> What the task requires: Nothing but an exact copy of the records below counts as the answer.

★ ★ ★ ★

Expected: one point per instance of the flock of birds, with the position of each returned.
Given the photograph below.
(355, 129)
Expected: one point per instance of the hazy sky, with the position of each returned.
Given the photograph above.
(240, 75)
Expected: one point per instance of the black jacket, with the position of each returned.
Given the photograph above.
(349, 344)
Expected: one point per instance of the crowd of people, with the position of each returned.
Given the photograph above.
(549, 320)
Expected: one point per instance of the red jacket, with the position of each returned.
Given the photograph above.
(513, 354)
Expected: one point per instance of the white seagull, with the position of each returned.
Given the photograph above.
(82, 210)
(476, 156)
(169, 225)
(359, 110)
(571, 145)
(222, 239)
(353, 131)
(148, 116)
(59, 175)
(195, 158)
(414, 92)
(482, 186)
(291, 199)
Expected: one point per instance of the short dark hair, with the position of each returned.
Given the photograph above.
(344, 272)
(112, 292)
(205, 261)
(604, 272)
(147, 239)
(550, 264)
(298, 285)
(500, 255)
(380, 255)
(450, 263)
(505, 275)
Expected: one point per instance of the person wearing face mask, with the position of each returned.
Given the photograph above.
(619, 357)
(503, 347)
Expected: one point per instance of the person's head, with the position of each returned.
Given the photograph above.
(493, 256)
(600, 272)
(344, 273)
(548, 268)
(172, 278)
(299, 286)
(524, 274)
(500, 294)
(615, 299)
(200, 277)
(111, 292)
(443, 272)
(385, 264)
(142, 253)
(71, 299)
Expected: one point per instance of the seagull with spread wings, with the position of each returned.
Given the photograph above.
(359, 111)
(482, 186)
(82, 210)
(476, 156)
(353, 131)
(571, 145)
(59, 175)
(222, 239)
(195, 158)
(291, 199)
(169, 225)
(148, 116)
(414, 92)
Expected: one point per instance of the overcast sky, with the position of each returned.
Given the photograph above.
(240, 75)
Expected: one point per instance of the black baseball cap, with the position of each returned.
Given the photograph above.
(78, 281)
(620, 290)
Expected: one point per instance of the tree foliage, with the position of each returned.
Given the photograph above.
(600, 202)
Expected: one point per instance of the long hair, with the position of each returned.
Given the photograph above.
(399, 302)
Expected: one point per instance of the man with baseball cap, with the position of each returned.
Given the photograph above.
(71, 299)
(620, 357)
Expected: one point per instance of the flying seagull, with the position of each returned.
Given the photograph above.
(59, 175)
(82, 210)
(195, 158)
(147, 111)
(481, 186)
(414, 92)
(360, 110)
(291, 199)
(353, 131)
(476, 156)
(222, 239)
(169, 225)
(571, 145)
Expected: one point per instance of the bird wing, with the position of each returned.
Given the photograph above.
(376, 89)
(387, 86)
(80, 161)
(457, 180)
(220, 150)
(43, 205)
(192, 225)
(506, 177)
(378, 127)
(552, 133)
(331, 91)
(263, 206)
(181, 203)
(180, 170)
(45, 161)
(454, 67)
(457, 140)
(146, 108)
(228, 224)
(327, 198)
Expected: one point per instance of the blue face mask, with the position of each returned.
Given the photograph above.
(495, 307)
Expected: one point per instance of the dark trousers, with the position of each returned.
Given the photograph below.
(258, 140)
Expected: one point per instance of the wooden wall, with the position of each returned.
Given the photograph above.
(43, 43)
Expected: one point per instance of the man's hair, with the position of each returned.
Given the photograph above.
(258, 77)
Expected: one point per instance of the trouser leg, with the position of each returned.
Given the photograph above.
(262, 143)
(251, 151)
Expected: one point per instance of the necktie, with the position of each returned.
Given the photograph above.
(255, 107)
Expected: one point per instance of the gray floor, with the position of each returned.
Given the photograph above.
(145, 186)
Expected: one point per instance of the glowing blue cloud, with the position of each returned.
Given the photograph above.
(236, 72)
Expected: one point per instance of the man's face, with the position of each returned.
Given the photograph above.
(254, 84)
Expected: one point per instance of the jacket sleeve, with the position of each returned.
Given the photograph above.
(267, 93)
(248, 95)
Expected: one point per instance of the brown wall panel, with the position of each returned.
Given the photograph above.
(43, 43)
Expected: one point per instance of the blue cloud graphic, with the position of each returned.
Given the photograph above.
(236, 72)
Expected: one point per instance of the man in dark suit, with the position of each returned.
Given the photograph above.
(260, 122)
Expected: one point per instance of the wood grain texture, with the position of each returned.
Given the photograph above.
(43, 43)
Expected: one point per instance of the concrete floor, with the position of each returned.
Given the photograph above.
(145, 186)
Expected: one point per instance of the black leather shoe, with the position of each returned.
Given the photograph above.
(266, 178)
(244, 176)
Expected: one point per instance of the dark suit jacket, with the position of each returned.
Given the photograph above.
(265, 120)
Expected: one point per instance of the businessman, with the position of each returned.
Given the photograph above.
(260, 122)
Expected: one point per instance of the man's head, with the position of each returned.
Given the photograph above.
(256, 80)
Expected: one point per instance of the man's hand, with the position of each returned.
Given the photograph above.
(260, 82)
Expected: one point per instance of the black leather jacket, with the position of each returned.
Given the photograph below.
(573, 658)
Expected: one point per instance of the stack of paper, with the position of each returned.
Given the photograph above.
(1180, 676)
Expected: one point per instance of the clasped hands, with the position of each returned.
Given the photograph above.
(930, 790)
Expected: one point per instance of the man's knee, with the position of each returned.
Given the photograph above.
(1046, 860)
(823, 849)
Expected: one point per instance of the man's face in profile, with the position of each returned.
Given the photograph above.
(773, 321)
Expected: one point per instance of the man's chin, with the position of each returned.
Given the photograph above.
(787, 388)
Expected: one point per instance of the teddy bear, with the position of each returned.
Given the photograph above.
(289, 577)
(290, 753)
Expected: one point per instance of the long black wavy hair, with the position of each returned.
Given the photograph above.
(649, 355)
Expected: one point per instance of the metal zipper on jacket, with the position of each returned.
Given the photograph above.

★ ★ ★ ★

> Solution for this exercise:
Expected: one point per instance of the flock of birds, with the position of each returned.
Given the photograph below.
(355, 129)
Expected: one point per instance of the hazy sky, with the position of each returned.
Given the photograph above.
(240, 75)
Expected: one point per instance of the black jacket, with the position of each returned.
Given the photograph above.
(349, 344)
Expected: one point per instance of the crowd of people, with the position of each returned.
Given the photograph above.
(549, 320)
Expected: one point per instance of the red jacket, with the position of each returned.
Given the photograph above.
(513, 354)
Expected: one point per instance of the white seagull, with the position of each returned.
Given the photograph above.
(82, 210)
(476, 156)
(169, 225)
(359, 110)
(571, 145)
(222, 239)
(353, 131)
(148, 116)
(59, 175)
(195, 158)
(414, 92)
(482, 186)
(291, 199)
Expected: one point per instance of the short dark hair, with the position of each returned.
Given the photograph above.
(344, 272)
(112, 292)
(205, 261)
(604, 272)
(147, 239)
(550, 264)
(298, 285)
(500, 255)
(380, 255)
(450, 263)
(505, 275)
Expected: one point per instance of the person wearing face mask, with the position of each returned.
Given the photograph above.
(619, 357)
(503, 347)
Expected: one point per instance of the person's head, with the position of each returned.
Given the photograph above.
(493, 256)
(600, 272)
(344, 273)
(548, 268)
(172, 278)
(299, 286)
(524, 274)
(500, 294)
(615, 299)
(200, 277)
(111, 292)
(443, 272)
(385, 264)
(142, 253)
(71, 299)
Expected: one point per instance of the seagull with spread wings, with the position of each returned.
Given the photograph above.
(359, 111)
(482, 186)
(82, 210)
(476, 156)
(353, 131)
(571, 145)
(59, 175)
(222, 239)
(195, 158)
(291, 199)
(169, 225)
(148, 116)
(414, 92)
Expected: one point per instance of the overcast sky, with the position of each returned.
Given the photograph above.
(240, 75)
Expected: one point per instance of the black baseball cap, with the position of each returned.
Given the photograph above.
(78, 281)
(620, 290)
Expected: one point per instance of the tree foliage, with the position of each returned.
Given the photograph above.
(600, 202)
Expected: one point per instance of the long hair, with the position of each returned.
Given the photograph above.
(399, 302)
Expected: one point per instance of the man with baseball cap, with the position of each returned.
Given the photograph above.
(71, 299)
(620, 357)
Expected: one point per instance of the flying seagull, with the position of each returned.
Given the photograph above.
(59, 175)
(82, 210)
(195, 158)
(147, 111)
(481, 186)
(414, 92)
(360, 110)
(291, 199)
(353, 131)
(476, 156)
(222, 239)
(169, 225)
(571, 145)
Expected: one point per instance of the bird wing, with the position of each returned.
Given the photograph above.
(376, 89)
(387, 86)
(80, 161)
(457, 180)
(220, 150)
(43, 205)
(192, 225)
(506, 177)
(378, 127)
(552, 133)
(331, 91)
(263, 206)
(181, 203)
(180, 170)
(45, 161)
(454, 67)
(457, 140)
(146, 108)
(228, 224)
(327, 198)
Expected: one point per instance of the blue face mask, with the position of each returned.
Given the photograph above.
(495, 307)
Expected: one point per instance of the dark trousers, with the position of each returned.
Given the photograph below.
(258, 140)
Expected: one point per instance of the wooden wall, with the position of each returned.
Given the photograph above.
(43, 43)
Expected: one point per instance of the man's hair, with the position of each returned.
Given the photograph above.
(258, 77)
Expected: one point per instance of the trouser leg, with the position of each returned.
Given the photograph above.
(262, 143)
(251, 151)
Expected: one point per instance of the necktie, with the position of each returned.
Given the photograph above.
(255, 107)
Expected: one point per instance of the gray floor, with the position of each returned.
Given the photograph above.
(145, 186)
Expected: one point per instance of the glowing blue cloud, with the position of each returned.
Given the photograph above.
(236, 72)
Expected: one point per instance of the man's face, with the position of each returned.
Given the photograph above.
(254, 84)
Expected: one point per instance of the jacket sleeve, with the position of each returned.
Given the photograph above.
(267, 93)
(248, 95)
Expected: one point per instance of the brown wall panel, with the position of each returned.
Given the photograph above.
(43, 43)
Expected: one point per instance of the blue cloud graphic, with the position of each returned.
Given the photograph above.
(236, 72)
Expected: one point per instance of the man in dark suit, with the position of each returned.
Given the photograph above.
(260, 122)
Expected: one point per instance of the wood grain texture, with the position of each returned.
Given the photograph above.
(43, 43)
Expected: one point per instance of the concrete floor, with the position of each returned.
Given the photograph above.
(145, 186)
Expected: one point per instance of the black leather shoe, with the position of each returned.
Given the photograph above.
(266, 178)
(244, 176)
Expected: one point per instance of the dark suit jacket, with the position of each returned.
Given the photograph above.
(265, 120)
Expected: one point per instance of the businessman, with the position of each returned.
Given the photograph above.
(260, 122)
Expected: one point per instance of the man's head, with the position of each returned.
Given the photograph above.
(256, 80)
Expected: one point per instance of the man's hand, with the position of each returned.
Given the photograph above.
(260, 82)
Expected: one point per instance of the black leather jacket, with the position of each returned.
Given the photograph below.
(573, 658)
Expected: one point per instance of the stack of paper, with the position of each returned.
Given the photograph above.
(1180, 676)
Expected: one point per instance of the clasped hands, with the position of each returned.
Given the photograph above.
(930, 790)
Expected: one point per instance of the man's knee, with the position of each returned.
Given the photograph above.
(1046, 860)
(823, 849)
Expected: one point per instance of the man's face in profile, with the position of each returned.
Given the photograph above.
(773, 321)
Expected: one point per instance of the man's chin, with the position of each returned.
Given the photograph above.
(787, 388)
Expected: one point per instance of the teddy bear, with the position of each returned.
Given the photograph above.
(289, 577)
(290, 753)
Expected: one point per instance of the long black wavy hair, with the position of each returned.
Given the photograph above.
(649, 355)
Expected: one point per instance of the metal zipper on jacket, with the position of each returned.
Given the photograph above.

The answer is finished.